Dataset entries:
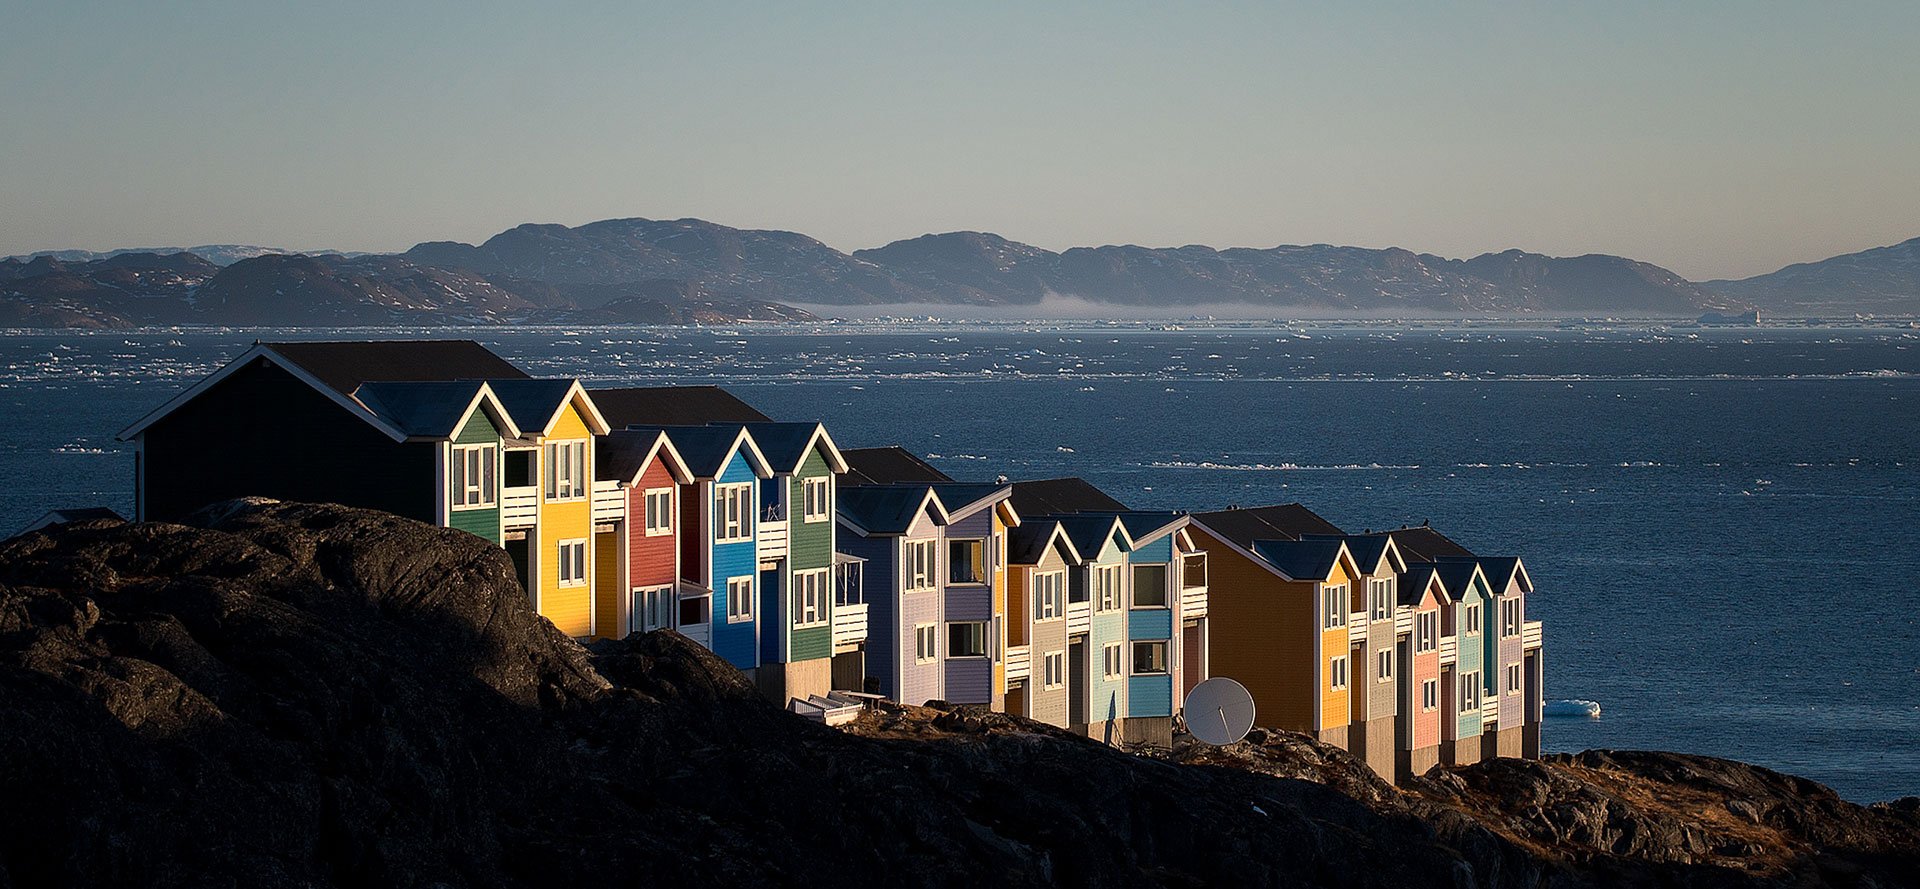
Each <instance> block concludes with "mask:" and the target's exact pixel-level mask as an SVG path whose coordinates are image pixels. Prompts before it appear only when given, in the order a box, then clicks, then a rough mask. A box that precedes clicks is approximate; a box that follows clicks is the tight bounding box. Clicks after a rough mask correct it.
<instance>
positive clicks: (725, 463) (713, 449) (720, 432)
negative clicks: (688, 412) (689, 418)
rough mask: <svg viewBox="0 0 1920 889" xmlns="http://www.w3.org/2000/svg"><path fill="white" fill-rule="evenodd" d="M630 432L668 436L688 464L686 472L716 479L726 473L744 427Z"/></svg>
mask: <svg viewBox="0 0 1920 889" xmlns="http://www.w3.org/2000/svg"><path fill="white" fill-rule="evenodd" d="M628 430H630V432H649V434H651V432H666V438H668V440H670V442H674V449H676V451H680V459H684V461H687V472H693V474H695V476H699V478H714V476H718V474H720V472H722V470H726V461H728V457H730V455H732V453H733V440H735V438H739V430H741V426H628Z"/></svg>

---

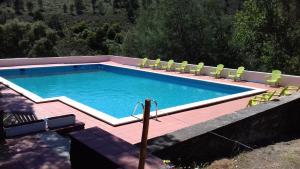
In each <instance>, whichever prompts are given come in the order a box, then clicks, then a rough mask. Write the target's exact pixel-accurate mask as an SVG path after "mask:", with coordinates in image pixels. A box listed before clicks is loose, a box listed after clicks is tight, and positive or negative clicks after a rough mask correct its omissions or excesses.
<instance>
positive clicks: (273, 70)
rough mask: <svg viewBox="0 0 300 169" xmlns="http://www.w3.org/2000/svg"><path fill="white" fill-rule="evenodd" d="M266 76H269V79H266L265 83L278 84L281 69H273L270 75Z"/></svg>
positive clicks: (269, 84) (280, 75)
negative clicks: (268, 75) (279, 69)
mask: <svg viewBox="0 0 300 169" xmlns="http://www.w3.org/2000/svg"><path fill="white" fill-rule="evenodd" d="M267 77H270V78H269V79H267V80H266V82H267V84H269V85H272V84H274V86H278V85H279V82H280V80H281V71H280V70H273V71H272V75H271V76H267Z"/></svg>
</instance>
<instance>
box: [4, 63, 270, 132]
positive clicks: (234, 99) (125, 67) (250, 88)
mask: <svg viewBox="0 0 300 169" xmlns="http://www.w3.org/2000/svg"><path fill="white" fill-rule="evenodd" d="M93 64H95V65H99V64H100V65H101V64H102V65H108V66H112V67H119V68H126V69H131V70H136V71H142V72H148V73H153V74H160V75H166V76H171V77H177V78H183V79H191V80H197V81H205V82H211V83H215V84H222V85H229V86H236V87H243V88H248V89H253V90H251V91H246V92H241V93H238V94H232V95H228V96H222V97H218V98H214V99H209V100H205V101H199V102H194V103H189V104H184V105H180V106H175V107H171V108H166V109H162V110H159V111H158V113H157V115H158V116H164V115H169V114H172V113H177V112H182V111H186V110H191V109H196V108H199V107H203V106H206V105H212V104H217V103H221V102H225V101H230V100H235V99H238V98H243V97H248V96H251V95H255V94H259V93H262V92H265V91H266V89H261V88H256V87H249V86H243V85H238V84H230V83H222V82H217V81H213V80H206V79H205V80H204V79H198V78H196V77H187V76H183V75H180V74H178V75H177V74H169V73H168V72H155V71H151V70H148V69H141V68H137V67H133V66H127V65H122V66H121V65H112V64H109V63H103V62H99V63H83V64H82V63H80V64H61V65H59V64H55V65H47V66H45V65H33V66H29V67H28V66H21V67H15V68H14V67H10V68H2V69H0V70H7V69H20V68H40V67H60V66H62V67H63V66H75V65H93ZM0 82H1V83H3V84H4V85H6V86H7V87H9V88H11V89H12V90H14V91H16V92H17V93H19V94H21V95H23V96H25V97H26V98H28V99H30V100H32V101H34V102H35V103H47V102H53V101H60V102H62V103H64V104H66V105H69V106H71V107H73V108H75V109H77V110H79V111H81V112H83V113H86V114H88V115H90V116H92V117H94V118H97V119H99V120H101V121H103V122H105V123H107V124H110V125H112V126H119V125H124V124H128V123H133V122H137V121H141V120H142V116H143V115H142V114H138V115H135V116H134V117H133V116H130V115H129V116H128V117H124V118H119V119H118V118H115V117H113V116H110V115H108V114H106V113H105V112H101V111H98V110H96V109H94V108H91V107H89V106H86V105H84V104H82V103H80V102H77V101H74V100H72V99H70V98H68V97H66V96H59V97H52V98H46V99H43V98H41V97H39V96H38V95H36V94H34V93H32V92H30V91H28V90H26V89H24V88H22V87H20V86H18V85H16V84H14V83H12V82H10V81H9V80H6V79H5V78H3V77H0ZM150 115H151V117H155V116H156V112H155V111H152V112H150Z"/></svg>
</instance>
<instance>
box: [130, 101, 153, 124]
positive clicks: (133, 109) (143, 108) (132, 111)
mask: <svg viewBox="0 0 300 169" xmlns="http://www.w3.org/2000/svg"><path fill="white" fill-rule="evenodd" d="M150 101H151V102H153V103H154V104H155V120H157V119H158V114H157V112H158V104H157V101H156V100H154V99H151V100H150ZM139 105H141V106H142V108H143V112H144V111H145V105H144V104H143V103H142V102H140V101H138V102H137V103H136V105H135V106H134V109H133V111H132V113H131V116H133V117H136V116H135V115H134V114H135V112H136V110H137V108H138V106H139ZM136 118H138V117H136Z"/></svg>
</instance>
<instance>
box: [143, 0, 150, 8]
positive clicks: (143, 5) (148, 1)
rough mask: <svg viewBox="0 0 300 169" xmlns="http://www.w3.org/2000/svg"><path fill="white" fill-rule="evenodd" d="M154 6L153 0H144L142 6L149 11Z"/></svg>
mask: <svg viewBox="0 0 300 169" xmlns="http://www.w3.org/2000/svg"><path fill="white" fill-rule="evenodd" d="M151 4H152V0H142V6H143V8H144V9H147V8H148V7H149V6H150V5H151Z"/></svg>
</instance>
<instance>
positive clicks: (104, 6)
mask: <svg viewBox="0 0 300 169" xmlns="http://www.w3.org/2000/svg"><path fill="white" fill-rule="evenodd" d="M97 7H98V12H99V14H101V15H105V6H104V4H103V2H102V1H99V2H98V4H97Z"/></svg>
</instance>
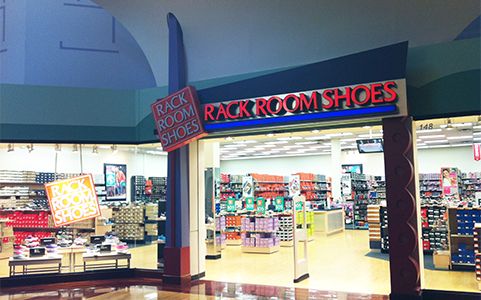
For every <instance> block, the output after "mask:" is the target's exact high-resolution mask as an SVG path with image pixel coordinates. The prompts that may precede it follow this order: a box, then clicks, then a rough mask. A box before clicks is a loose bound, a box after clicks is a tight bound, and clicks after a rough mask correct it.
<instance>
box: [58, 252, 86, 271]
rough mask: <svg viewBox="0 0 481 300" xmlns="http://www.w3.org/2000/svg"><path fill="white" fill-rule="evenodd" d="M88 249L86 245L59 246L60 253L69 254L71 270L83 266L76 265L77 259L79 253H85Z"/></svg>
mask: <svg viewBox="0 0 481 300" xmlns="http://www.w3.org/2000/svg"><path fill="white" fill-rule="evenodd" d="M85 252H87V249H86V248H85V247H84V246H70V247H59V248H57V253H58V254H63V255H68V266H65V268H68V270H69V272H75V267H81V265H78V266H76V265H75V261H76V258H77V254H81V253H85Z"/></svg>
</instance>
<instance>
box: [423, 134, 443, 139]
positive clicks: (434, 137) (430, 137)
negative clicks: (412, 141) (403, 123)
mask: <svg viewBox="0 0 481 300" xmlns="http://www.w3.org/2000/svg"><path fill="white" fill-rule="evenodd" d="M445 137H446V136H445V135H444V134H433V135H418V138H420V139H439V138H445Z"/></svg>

--

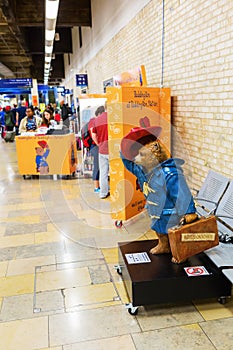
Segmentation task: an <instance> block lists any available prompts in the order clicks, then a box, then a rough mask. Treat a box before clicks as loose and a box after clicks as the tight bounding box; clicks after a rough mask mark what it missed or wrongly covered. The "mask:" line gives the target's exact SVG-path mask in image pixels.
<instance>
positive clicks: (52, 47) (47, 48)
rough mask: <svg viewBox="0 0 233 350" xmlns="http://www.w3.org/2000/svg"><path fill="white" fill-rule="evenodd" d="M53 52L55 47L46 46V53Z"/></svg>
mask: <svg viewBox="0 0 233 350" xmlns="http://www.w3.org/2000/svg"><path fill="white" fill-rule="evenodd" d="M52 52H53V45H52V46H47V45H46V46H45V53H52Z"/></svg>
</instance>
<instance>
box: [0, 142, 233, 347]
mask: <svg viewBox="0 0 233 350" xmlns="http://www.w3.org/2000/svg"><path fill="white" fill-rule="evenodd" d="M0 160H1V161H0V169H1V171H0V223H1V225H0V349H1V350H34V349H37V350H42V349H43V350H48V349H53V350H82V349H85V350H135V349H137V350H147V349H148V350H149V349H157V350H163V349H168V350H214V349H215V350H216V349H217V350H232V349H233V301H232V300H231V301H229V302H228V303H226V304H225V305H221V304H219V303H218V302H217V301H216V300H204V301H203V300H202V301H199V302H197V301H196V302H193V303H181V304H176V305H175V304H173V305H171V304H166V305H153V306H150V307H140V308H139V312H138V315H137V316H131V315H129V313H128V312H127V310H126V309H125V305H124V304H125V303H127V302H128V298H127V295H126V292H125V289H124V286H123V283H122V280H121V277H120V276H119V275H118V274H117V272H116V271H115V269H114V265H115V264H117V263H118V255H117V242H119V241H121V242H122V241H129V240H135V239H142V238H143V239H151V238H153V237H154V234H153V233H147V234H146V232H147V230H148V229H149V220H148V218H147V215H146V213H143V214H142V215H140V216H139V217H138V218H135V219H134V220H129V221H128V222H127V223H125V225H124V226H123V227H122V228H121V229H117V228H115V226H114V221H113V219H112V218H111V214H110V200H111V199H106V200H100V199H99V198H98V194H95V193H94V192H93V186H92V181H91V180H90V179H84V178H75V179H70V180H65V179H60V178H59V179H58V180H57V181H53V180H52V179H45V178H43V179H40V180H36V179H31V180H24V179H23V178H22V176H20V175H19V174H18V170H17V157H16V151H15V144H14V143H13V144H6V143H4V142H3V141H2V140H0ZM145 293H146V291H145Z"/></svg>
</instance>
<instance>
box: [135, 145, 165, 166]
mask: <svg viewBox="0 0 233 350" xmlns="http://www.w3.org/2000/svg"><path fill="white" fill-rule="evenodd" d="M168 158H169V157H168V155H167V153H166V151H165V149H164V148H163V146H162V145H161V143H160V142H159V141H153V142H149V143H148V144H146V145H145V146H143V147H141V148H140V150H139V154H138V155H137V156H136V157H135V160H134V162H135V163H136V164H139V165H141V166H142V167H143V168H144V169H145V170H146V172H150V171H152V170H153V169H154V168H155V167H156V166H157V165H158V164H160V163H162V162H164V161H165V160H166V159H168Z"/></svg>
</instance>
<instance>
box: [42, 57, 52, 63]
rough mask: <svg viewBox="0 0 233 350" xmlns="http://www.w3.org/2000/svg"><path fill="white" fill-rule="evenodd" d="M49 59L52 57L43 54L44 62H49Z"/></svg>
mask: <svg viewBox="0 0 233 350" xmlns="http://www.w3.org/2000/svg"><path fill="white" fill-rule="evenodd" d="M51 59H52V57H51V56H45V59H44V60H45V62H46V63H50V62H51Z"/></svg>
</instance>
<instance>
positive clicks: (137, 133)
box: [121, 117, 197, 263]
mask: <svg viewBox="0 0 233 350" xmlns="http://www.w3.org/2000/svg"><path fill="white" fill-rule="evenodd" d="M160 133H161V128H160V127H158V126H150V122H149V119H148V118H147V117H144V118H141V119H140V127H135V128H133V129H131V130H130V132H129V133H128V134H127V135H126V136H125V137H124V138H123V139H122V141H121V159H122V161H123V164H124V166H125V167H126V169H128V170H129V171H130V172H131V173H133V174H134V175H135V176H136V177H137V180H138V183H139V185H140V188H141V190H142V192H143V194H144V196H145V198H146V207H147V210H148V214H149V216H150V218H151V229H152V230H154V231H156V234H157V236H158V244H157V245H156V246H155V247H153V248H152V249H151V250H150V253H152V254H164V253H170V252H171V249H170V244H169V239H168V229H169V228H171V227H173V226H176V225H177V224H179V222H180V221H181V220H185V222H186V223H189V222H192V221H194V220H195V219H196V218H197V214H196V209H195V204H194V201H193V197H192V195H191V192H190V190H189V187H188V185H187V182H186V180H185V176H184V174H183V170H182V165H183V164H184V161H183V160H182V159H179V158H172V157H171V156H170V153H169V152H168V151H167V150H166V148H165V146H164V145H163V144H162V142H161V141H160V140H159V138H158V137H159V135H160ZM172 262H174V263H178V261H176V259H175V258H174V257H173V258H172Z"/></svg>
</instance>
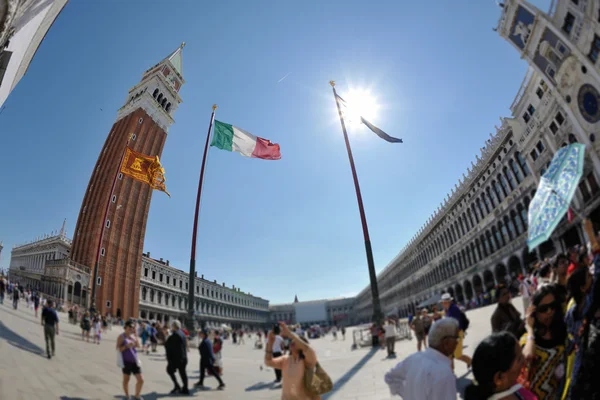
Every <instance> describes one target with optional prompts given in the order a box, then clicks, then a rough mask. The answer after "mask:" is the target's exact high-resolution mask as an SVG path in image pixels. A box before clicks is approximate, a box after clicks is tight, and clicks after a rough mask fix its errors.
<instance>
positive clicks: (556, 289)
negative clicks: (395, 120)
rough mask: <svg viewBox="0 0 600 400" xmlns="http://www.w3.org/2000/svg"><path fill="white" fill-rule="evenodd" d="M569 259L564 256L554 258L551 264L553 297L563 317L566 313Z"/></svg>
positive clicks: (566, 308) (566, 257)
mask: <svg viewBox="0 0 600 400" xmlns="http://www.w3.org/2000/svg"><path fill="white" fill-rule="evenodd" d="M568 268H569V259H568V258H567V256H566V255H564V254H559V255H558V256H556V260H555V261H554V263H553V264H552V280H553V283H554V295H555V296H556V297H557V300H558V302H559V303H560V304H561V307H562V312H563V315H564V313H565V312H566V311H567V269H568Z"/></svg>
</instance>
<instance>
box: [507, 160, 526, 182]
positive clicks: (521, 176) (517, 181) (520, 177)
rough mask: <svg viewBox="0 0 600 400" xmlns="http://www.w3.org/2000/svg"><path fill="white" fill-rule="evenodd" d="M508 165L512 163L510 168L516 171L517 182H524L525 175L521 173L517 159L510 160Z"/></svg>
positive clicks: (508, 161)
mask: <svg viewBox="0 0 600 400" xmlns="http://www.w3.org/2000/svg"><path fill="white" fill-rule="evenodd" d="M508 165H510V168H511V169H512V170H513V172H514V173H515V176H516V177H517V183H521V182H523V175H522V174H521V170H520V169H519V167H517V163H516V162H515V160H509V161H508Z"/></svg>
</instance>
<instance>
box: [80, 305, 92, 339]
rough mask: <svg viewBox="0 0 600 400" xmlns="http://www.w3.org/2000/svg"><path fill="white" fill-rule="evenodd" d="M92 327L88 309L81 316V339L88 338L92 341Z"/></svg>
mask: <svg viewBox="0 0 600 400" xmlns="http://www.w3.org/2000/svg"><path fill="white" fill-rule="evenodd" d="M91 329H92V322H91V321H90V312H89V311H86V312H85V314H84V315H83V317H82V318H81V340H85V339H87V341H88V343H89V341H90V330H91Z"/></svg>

▶ [WORK REQUIRED]: Repeat the items above word for word, from the line containing "Each <instance> block" up to and including the line containing "432L668 436L688 464L686".

▶ [RESULT OF THE EXERCISE]:
Each <instance> block concludes with "mask:" and the target's exact pixel-level mask as an SVG path whose coordinates are image pixels. Prompts before it appear only when given, in the order a box, then clicks, then a rough mask. A box that precedes clicks is approximate; a box that follows clicks is the tight bounding box. Clicks after a rough mask correct it.
<instance>
positive clicks: (725, 463) (713, 449) (720, 432)
negative clicks: (688, 412) (689, 418)
rough mask: <svg viewBox="0 0 1920 889" xmlns="http://www.w3.org/2000/svg"><path fill="white" fill-rule="evenodd" d="M630 432L668 436L688 464L686 472L716 479L726 473L744 427Z"/></svg>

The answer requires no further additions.